__QUESTIONS TO ANSWER__.
A. In the news retrospective, where did the 20 bodies lie waiting to be identified?
B. Revise the news retrospective from "March 18, 2005" to "women and children.", changing "tenement house" to "apartment building".
C. Write what comes next in the news retrospective, picking up after its final sentence.

[[ PASSAGE, beginning ]]

March 18, 2005
100 YEARS AGO
• One of the worst tragedies ever to strike Manhattan’s Lower East Side occurred yesterday at the corner of Allen and Delancey Streets. The heartbreaking wail of mothers looking for their children and of children searching for their parents mixed with tears, blood, fear and death as 20 bodies lay waiting to be identified at the Eldridge Street Station House. Details of the fire that broke out in the basement of the tenement house are as of yet unknown, although witnesses say that it took the firefighters at least 15 minutes to arrive on the scene. All the dead are Jewish women and children.
75 YEARS AGO
• The first victim of Police Commissioner Whalen’s campaign against “communists” is a Jewish student at City College. The dean of students, Daniel Raymond, expelled one Max Weiss for his activity in the Communist Party. Another 17 parents of New York City high school students received demands for “explanations” as to why their children were not in school on the day of a large demonstration in Union Square, during which pitched battles were fought between the police and leftist demonstrators.
• Under a banner that read, “Let’s Go to Nalevkes to Get Some Dead Jews,” a group of 150 Polish students of the antisemitic, nationalist party Endecja held a demonstration at Warsaw University in which their most vocal complaints were that Jews do not give enough dead bodies for the university’s medical students to practice on and that Jewish medical students work on the bodies of dead Poles. When Jewish students tried to enter the hall to protest, they were driven back. Polish socialist students who tried to help them were also beaten. The demonstration subsequently moved into the street, and a number of Jews were beaten then, too. The Jewish student organization has written an official letter of protest to the university administration, as well as to government officials.

[[ PASSAGE, end ]]
[[ MATERIAL SUPPLIED, beginning ]]

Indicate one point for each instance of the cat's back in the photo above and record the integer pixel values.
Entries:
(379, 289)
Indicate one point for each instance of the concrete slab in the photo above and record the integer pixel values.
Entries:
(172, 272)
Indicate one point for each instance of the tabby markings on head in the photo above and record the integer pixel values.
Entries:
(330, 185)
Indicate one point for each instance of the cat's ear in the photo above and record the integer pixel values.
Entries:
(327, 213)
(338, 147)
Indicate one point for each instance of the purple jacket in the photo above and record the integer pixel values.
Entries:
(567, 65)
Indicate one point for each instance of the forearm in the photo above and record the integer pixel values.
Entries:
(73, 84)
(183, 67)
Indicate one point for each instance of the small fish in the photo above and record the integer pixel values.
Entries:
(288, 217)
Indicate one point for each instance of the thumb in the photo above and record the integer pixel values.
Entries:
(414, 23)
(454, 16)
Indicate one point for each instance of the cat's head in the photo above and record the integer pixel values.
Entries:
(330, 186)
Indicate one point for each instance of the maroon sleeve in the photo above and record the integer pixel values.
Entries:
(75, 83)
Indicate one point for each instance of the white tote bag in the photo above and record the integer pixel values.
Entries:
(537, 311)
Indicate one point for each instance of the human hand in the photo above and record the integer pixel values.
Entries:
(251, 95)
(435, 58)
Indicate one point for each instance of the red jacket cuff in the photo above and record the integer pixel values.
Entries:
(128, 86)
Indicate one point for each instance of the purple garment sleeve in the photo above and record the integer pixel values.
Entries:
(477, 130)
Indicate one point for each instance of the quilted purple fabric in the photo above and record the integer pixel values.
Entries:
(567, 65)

[[ MATERIAL SUPPLIED, end ]]

__YOUR RESPONSES__.
A. At the Eldridge Street Station House.

B.
March 18, 2005
100 YEARS AGO
• One of the worst tragedies ever to strike Manhattan’s Lower East Side occurred yesterday at the corner of Allen and Delancey Streets. The heartbreaking wail of mothers looking for their children and of children searching for their parents mixed with tears, blood, fear and death as 20 bodies lay waiting to be identified at the Eldridge Street Station House. Details of the fire that broke out in the basement of the apartment building are as of yet unknown, although witnesses say that it took the firefighters at least 15 minutes to arrive on the scene. All the dead are Jewish women and children.

C.
50 YEARS AGO
• “The Arabs are not yet ready for peace with Israel,” said the Arab League’s United Nations spokesman and Yemeni representative, Kemal Abdul Rahim, at a press conference. As long as Israel refuses to accede to U.N. resolutions relating to borders, refugees and the internationalization of Jerusalem, no Arab country will begin talks, he added. He also said that Jewish residents of Arab countries all had equal rights and that they live in freedom. When the Forward’s correspondent asked when Jews in Yemen would have the right to ride a horse or a camel, since currently they can only legally ride donkeys, Rahim replied that he didn’t know of such a law and that it was against Islam and such a practice should be condemned.